— Start of EXCERPTED PASSAGE —

ENERGY
& ENVIRONMENT
Climate scientists take swipe at Exxon Mobil,
industry in leaked report
A top lobbyist for the oil major was caught on camera
acknowledging working with groups engaging in disinformation campaigns.
By ZACK
COLMAN and KARL MATHIESEN
07/02/2021
10:00 AM EDT
https://www.politico.com/news/2021/07/02/climate-scientists-exxon-mobile-report-497805
A recently
leaked draft report written by some of the world’s top climate scientists
blamed disinformation and lobbying campaigns — including by Exxon Mobil — for
undermining government efforts to reduce greenhouse gas emissions and
increasing the dangers of global warming to society.
The draft
report, which has been reviewed by POLITICO and other news organizations in
recent days, is part of an upcoming review of climate science by the Intergovernmental
Panel on Climate Change, a body that brings together scientists from around the
globe to examine the state of climate research. The draft dedicates part of its
North America section to public “resistance to climate change science.”
Details from
the leaked report began emerging last week, days before a British television
broadcaster aired a video showing a top Exxon Mobil lobbyist admitting the
company worked with "shadow groups" that engaged in disinformation
campaigns around climate science, a tactic that allowed the company to avoid
direct scrutiny. The news has prompted some Democratic lawmakers to step up
efforts to force oil majors to disclose money flows to groups that seek to
undermine climate action.
The draft
IPCC report blamed think tanks, foundations, trade associations and other
third-party groups that represent fossil fuel companies for promoting
“contrarian” science that misleads the public and disrupts efforts to implement
climate policies needed to address the rising threats,
“Rhetoric
on climate change and the undermining of science have contributed to
misperceptions of the scientific consensus, uncertainty, unduly discounted risk
and urgency, dissent, and, most importantly, polarized public support delaying
mitigation and adaptation action, particularly in the US,” the report said.
On
Wednesday, Britain's Channel 4 broadcast a video of Exxon lobbyist Keith McCoy
telling Greenpeace UK activists who were posing as headhunters that the oil
giant would “aggressively fight against some of the science” including by using
third-party “shadow groups.” McCoy also noted his lobbying efforts to strip
climate provisions from President Joe Biden’s infrastructure proposal, many of
which were dropped in a $1.2 trillion compromise framework.

— End of EXCERPTED PASSAGE —

» DIRECTIVES:
1. Name every organization mentioned by name in the Exxon Mobil article.
2. Count the lines of the rows that contain the word "grid".
The Exxon Mobil article has no connection to the rows that come after it.

— Start of GIVEN RECORDS —

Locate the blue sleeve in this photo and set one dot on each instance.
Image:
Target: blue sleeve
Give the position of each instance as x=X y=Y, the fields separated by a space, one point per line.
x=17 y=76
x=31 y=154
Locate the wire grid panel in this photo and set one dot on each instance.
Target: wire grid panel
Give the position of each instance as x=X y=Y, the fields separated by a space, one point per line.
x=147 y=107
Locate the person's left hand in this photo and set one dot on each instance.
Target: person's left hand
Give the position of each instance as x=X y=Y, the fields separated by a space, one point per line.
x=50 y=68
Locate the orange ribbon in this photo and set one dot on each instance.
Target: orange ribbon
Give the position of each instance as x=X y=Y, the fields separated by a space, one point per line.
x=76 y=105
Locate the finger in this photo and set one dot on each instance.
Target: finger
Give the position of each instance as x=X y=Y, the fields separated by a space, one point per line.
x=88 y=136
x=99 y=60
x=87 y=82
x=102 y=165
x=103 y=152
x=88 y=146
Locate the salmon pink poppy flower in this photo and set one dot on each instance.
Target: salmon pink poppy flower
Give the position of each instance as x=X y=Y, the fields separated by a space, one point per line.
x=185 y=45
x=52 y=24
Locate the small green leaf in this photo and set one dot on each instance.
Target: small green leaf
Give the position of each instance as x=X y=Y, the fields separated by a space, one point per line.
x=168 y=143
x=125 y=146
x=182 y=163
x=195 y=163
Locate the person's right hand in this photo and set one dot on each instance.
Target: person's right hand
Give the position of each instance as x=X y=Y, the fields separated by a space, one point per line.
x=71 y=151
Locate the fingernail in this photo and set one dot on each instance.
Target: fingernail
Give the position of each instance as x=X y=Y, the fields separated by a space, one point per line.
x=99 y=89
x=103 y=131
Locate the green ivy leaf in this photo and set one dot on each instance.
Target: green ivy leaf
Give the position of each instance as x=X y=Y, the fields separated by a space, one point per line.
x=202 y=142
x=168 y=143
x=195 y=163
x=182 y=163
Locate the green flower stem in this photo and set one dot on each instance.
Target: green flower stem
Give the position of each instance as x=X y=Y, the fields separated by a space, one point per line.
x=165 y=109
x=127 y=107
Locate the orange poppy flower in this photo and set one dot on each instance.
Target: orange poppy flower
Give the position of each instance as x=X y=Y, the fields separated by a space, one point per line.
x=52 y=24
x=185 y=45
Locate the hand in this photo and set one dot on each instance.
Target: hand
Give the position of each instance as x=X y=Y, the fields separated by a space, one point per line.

— End of GIVEN RECORDS —

» THE ANSWERS:
1. Exxon Mobil, POLITICO, the Intergovernmental Panel on Climate Change (IPCC), Channel 4, Greenpeace UK

2. 2